> _The exercise_: In the records below, find the line containing "Wildlife-tally request: point out every instance of the shadow", then extract that line and all subsequent lines exactly, leaving out everything else.

* * * *

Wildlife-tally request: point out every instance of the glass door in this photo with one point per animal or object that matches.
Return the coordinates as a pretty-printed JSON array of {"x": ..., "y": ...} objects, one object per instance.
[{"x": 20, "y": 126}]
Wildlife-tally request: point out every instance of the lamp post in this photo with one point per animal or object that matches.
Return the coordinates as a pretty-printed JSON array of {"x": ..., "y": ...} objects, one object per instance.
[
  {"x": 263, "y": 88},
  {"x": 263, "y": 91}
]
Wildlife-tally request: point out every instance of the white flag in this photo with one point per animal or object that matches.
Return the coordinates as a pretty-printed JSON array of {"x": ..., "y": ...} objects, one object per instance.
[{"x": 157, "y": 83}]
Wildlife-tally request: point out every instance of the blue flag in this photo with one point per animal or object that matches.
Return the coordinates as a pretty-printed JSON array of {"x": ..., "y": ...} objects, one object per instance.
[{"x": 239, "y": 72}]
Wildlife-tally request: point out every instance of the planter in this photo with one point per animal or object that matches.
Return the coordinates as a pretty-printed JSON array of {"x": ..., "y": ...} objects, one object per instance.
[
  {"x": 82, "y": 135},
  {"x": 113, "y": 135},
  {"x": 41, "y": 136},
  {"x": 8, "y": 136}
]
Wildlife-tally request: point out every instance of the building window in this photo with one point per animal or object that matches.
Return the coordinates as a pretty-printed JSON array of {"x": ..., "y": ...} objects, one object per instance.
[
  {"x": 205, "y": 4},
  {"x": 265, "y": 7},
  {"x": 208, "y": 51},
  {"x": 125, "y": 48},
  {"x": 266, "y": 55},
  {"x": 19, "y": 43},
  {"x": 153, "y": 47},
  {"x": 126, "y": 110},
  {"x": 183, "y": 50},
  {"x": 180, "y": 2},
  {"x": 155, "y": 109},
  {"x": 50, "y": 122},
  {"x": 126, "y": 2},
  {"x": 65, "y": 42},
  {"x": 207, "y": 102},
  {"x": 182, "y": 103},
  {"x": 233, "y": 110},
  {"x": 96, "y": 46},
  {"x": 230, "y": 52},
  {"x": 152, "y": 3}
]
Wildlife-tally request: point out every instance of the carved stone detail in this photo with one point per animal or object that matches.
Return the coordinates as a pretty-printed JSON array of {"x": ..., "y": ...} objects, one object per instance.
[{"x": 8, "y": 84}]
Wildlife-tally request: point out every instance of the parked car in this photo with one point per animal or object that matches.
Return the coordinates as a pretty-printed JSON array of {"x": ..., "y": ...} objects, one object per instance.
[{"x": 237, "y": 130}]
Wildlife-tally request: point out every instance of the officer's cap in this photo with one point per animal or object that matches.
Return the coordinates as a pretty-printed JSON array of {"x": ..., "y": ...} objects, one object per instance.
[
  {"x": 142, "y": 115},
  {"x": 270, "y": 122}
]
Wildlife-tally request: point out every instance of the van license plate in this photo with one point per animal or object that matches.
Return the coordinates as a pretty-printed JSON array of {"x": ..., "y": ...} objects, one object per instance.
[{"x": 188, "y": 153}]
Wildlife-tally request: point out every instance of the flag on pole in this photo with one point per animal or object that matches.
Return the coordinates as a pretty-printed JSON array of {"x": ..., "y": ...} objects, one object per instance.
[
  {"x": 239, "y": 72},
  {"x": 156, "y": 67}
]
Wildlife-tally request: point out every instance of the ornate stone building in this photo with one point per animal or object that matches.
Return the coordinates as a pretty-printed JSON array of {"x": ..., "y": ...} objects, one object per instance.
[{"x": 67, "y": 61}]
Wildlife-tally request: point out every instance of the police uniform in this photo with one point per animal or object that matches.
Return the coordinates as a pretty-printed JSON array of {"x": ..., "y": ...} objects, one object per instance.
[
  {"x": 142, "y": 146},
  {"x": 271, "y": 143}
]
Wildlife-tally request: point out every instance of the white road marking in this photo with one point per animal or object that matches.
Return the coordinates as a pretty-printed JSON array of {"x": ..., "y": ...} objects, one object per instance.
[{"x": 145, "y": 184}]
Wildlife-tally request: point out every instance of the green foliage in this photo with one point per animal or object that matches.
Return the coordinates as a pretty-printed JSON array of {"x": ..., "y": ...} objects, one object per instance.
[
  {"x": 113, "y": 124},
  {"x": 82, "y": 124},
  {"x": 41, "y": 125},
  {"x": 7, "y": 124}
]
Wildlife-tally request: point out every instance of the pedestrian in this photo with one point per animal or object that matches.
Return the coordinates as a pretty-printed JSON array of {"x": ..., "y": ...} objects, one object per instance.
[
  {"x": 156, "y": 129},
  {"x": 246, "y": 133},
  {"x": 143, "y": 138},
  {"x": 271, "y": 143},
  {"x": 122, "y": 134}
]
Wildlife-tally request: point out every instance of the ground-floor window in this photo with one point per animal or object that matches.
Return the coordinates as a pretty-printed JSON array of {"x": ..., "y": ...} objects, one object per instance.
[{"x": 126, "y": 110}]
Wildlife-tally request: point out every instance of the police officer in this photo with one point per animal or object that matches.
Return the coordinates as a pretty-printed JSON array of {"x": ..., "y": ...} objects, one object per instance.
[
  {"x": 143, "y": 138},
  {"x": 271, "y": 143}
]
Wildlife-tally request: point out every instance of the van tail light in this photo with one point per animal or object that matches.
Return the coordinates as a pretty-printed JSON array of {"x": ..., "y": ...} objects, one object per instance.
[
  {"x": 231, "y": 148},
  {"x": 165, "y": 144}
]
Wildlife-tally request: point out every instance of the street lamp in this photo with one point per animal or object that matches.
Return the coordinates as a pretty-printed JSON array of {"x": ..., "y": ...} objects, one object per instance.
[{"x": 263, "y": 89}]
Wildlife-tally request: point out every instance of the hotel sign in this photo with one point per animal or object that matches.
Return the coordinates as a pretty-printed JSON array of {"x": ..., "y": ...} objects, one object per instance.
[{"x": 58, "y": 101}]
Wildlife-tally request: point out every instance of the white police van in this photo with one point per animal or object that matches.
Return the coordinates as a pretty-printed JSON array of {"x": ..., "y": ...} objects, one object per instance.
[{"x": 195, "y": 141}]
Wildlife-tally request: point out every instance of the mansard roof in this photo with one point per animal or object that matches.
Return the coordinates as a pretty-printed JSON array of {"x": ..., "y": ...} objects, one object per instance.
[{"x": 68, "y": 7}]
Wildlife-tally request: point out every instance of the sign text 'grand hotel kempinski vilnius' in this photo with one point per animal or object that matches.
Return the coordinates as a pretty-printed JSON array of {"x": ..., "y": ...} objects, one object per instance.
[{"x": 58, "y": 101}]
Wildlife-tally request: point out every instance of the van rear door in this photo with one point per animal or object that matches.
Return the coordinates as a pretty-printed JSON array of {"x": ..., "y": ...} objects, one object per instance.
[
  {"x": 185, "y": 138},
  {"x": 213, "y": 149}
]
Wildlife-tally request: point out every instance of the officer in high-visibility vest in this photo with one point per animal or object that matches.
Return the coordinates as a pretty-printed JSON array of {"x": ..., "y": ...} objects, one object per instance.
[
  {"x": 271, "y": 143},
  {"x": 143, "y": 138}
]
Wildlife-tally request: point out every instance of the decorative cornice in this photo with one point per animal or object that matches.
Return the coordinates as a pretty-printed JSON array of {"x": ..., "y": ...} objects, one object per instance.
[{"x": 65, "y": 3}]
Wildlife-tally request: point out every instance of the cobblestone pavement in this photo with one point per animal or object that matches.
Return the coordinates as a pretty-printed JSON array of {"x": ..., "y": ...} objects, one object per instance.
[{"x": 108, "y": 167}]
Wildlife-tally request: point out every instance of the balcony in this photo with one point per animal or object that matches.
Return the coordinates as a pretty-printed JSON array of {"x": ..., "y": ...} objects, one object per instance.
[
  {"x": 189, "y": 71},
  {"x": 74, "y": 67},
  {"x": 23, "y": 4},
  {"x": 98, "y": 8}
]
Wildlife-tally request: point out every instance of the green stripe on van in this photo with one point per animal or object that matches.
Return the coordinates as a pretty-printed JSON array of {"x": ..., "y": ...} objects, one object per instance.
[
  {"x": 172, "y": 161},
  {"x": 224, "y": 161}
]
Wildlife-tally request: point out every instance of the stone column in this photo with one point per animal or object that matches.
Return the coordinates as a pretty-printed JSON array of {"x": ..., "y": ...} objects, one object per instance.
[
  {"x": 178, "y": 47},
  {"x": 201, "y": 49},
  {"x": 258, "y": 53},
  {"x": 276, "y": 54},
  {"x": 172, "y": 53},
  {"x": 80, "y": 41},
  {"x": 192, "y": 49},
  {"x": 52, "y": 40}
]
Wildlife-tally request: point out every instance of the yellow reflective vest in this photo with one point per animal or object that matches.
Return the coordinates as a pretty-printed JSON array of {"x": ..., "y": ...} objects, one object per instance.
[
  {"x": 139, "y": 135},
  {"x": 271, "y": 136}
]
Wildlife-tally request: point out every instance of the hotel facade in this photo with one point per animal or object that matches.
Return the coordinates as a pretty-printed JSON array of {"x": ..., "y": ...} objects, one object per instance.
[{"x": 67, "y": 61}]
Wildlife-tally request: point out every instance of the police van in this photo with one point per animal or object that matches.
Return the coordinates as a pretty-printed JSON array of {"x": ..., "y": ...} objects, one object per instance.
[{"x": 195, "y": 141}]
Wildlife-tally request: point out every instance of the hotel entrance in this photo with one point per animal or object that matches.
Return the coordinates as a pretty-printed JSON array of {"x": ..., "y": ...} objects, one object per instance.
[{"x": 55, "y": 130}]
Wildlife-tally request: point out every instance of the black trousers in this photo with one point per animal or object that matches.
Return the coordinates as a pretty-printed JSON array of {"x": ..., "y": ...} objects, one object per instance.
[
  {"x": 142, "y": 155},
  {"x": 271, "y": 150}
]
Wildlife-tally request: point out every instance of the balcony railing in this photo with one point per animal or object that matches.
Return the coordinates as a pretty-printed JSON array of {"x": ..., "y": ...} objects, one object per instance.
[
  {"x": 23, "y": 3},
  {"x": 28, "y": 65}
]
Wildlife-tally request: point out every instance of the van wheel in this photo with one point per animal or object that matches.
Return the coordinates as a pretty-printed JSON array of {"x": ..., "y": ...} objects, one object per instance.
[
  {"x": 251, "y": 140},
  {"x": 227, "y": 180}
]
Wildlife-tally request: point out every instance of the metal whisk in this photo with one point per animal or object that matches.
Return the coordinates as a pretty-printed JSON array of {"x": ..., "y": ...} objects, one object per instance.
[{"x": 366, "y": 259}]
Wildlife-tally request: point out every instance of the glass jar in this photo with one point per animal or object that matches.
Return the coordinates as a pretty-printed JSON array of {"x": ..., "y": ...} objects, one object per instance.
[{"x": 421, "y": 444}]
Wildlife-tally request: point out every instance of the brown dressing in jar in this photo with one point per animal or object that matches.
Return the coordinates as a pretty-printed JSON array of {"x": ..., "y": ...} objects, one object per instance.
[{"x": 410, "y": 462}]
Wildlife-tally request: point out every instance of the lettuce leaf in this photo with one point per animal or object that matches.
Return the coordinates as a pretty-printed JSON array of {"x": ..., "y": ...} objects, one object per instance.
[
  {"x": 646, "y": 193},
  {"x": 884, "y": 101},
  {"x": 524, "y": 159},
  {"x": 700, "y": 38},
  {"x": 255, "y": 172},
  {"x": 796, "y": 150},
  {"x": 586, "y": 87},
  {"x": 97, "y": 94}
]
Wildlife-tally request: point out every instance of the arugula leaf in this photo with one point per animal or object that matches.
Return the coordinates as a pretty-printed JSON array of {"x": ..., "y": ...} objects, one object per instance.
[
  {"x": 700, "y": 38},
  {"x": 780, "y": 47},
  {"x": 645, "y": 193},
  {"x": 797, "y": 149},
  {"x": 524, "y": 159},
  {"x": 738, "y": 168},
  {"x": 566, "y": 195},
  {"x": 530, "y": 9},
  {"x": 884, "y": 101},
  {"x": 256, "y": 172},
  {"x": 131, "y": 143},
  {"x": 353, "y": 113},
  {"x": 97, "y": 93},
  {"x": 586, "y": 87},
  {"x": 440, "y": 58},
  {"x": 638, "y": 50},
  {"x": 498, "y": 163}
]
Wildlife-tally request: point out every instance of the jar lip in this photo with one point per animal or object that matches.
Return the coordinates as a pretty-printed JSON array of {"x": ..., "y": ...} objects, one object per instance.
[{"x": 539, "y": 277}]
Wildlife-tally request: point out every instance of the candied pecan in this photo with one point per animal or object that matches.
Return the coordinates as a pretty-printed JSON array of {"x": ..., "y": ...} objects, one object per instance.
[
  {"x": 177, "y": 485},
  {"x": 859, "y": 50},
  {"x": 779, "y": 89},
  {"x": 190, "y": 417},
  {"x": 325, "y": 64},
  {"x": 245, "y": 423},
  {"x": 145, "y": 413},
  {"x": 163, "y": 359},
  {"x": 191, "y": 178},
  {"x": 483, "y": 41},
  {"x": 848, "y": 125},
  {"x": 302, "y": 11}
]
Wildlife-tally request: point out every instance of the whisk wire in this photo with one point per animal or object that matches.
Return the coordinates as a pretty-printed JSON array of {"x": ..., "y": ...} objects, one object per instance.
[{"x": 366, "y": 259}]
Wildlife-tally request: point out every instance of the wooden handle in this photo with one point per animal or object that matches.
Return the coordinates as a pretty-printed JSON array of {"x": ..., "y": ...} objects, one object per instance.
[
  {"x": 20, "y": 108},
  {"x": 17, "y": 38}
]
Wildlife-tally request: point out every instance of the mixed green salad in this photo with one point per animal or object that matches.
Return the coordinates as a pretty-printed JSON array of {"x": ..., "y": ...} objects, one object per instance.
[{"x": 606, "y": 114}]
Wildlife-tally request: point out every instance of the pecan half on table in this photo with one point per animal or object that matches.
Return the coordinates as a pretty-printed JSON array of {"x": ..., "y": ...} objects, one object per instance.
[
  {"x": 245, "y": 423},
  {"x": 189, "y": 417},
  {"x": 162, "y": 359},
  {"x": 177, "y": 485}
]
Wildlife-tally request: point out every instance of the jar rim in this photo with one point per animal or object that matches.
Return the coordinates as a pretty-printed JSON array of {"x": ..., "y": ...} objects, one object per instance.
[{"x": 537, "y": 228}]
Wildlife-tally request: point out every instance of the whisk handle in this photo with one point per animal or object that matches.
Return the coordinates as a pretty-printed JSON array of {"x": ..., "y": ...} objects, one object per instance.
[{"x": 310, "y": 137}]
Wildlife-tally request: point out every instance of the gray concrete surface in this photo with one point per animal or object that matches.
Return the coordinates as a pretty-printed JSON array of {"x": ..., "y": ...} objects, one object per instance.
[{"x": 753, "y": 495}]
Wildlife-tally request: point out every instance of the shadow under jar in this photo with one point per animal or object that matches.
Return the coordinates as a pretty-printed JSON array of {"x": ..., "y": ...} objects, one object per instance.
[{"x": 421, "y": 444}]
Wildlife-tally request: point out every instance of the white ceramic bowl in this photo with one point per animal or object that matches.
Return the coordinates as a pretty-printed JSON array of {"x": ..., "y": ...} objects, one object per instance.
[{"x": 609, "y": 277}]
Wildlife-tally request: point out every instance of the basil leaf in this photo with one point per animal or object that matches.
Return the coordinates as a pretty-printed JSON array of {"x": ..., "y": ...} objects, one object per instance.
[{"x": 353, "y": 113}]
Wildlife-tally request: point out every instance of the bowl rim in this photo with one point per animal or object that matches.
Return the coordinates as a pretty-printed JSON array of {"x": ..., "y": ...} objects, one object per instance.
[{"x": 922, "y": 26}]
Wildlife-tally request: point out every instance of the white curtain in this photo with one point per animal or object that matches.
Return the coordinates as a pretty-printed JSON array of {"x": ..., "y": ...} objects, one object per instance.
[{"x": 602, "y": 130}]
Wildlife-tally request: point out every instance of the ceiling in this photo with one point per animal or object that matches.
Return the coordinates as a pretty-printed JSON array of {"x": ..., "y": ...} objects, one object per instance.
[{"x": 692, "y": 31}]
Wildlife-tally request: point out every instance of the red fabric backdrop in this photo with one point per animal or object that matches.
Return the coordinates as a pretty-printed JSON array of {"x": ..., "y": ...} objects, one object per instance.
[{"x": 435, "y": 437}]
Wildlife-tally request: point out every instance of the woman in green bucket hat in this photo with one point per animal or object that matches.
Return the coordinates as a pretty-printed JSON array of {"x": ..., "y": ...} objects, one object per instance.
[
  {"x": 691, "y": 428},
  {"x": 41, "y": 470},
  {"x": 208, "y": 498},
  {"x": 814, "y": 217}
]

* * * *

> _The completed task_:
Wildlife-tally request: point out every instance of the shadow under jar in this photo with one point per animal or object that matches.
Return the coordinates as a pretty-printed JSON array of {"x": ..., "y": ...} objects, one object per instance.
[{"x": 421, "y": 444}]
Wildlife-tally request: point out every instance of the white ceramic bowl in this photo with one point per animal or object that matches.
Return the coordinates as a pretty-printed JSON array of {"x": ..., "y": ...} objects, one object per instance.
[{"x": 609, "y": 277}]
Wildlife-tally request: point out every instance of the basil leaf in this photo with one point per animal or object that matches.
Return the coordinates as a pretty-printed JSON array of {"x": ..., "y": ...} objects, one object per instance.
[{"x": 353, "y": 113}]
Wildlife-tally request: point out every instance of the bowl rim in this photo with one point per animal or object that matches.
Return the coordinates as a pretty-printed JSON array of {"x": ..., "y": ...} objects, one object per instance.
[{"x": 922, "y": 26}]
Wildlife-tally request: point out every instance of the white curtain in this photo with one point per animal or object that matches.
Return the coordinates as a pretty-printed JSON array of {"x": ..., "y": ...} objects, one object per instance.
[{"x": 602, "y": 130}]
Wildlife-tally request: point out every instance of the ceiling in this photo with one point per animal or object that matches.
Return the coordinates as a pretty-printed JSON array of {"x": ..., "y": ...} objects, one object per instance.
[{"x": 692, "y": 31}]
Wildlife-tally request: point out every instance of the red fabric backdrop in this photo with one point per animal or object that matches.
Return the coordinates as a pretty-printed JSON array of {"x": ..., "y": ...} objects, one object per instance.
[{"x": 435, "y": 437}]
Wildlife-tally request: point out every instance of the woman in green bucket hat in this photo with one point per animal or object that matches.
Return the coordinates as a pretty-printed JSON array of {"x": ..., "y": ...} objects, one object per instance.
[
  {"x": 691, "y": 428},
  {"x": 41, "y": 470},
  {"x": 208, "y": 498},
  {"x": 814, "y": 217}
]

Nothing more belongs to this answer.